• [GIVEN TEXT]:

When we undertake the erecting of the polytunnel itself and adding the cover, we will be doing so with a ground level bar attachment for the plastic.  Therefore, we will not be digging it in.  I have never used this, and I hope that it is going to be useful and user-friendly for us to do.  I will let you know nearer the time.  

The doorways themselves are also going to be purpose-built, as normally on the previous two polytunnels that I have had, we have used wooden door frames which, to be honest, are fairly poor.  So this time we will be using specific sliding doors which will be made of aluminium.  This is again going to be lighter and should provide some professional finishing to the polytunnel itself.  

 

  1. Making the best use of the polytunnel

It is easy to make the best use of the polytunnel – just buy something you are happy with, make sure it is built correctly and then just go and have some fun.  Who cares (to be perfectly honest) if you are not producing £5,000 worth of tomatoes and gooseberries each year from the polytunnel itself, or if one crop fails.  The polytunnel itself is there to enhance the garden and enhance your lifestyle.  In gardening you should be used to one thing.  If you are not used to this one thing, then get out of gardening.  That one thing is of course – failure.

• [EXTRACTED INFORMATION]:

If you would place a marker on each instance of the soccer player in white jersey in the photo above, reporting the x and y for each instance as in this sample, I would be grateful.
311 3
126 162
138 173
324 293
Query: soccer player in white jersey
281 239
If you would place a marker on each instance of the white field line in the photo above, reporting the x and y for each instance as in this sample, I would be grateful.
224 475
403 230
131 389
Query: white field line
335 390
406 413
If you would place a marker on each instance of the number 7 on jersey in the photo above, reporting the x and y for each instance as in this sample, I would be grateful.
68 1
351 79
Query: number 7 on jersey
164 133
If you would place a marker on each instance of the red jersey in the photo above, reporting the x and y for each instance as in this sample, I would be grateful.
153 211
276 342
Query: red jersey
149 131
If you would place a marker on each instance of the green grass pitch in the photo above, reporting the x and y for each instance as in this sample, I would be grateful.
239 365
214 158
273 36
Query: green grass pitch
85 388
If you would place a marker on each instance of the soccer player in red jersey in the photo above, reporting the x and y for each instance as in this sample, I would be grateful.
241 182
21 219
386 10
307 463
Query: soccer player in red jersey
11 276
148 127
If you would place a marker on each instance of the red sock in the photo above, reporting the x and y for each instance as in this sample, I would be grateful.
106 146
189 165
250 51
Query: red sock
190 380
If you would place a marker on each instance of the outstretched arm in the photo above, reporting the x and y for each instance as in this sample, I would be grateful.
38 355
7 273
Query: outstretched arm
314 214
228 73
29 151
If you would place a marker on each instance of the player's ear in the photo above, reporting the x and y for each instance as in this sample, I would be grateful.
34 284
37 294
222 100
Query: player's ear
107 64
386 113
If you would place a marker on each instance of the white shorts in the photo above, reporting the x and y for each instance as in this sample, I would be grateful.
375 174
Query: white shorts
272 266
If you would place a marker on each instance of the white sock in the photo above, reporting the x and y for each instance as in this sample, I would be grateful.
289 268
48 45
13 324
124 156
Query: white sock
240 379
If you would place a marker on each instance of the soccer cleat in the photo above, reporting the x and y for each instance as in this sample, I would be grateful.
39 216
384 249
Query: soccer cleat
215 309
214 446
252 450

• [ACTIONS TO TAKE]:
a - Summarize the polytunnel text above in two sentences.
b - Answer these questions on the polytunnel text, one line each:
(i) What will the plastic cover be attached with?
(ii) What kind of door frames were used on the writer's previous polytunnels?
(iii) What one thing does the text say gardeners should be used to?
c - Continue the polytunnel text from its final sentence.

• [RESPONSES FOR EACH TASK]:
a - The writer plans to fix the polytunnel cover with a ground-level bar attachment instead of digging it in, and to replace the fairly poor wooden door frames used on two earlier polytunnels with lighter, purpose-built sliding doors. Making the best use of a polytunnel means buying one you are happy with, building it correctly and having fun, because it is there to enhance the garden and your lifestyle, and every gardener should be used to failure.

b -
(i) A ground level bar attachment.
(ii) Wooden door frames.
(iii) Failure.

c -
I am absolutely appalling at growing tomatoes and cannot do it to save my life.  Every time I get them, they rot or do not actually bloom at all.  I have tried seedlings, plants, different varieties of disease resistance, but all of which are absolutely rubbish.   I have a neighbour however, who has a small little greenhouse which produces fantastic tomatoes. I however have a large polytunnel and have had a greenhouse before, and guess what – not a sausage!  In fairness, if I tried to grow sausages, I would probably do a better job, but do you know what, quite frankly, I do not really care.  I enjoy trying, and moaning about it as it is part of the gardening side of things.  

However, to go with that one failure – there are so many successes.  For instance, around three years ago, we had a glut of courgettes in our small polytunnel, to the extent that when we were selling our house, we were taking bags of them to the estate agent.  Let’s face it, if we are giving stuff away to an estate agent, that shows how much of a glut we must have had!

We have also grown vast numbers of cuttings and seedlings from every one of our polytunnels that we have had.  Therefore, if you have the odd failure every now and again – quite frankly it does not make any difference.  You try to learn from it, but I have found out from gardening that sometimes you just have to shrug your shoulders and realise that one thing is not going to grow for you.  There are however plenty of other things that will grow, plenty of other things you will get enjoyment from – so do not worry about it.  A polytunnel should be there and be built for you to enjoy.  If you can grow a few bits and pieces in it and enjoy your time in it, then that is the most important thing.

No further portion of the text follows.